**Your goal**
Return the following from the records below: each line, word for word, starting with the line that contains "written like <point>63,188</point>." and going on through the line that contains "written like <point>131,447</point>.", with nothing outside that range.
******
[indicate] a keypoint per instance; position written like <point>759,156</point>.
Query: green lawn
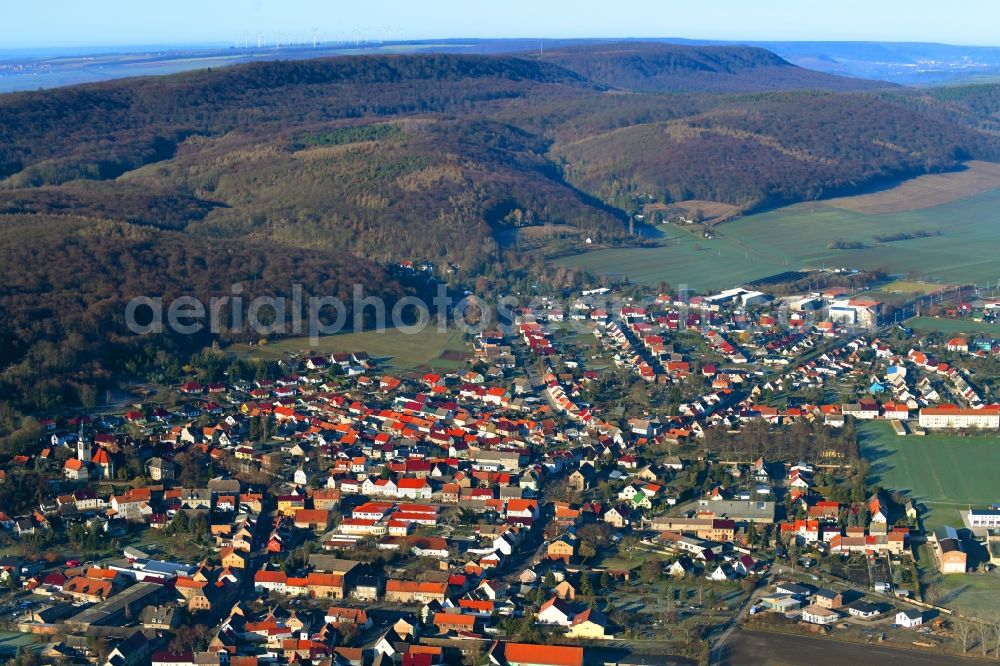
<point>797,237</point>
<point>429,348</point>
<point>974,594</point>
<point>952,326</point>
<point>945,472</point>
******
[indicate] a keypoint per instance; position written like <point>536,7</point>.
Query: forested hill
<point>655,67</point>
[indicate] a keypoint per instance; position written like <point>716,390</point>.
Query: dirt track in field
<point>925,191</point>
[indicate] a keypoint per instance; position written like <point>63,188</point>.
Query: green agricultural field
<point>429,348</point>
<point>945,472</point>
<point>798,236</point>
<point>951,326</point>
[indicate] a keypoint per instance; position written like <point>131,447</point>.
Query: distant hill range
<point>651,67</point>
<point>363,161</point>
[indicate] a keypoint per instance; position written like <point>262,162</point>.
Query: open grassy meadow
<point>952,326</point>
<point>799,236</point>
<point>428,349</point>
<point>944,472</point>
******
**Expected answer**
[indicate] a keypoint per instance; position written like <point>63,188</point>.
Query: green agricultural field
<point>429,348</point>
<point>945,472</point>
<point>798,236</point>
<point>951,326</point>
[indicate] a keypoint per instance; position written like <point>131,447</point>.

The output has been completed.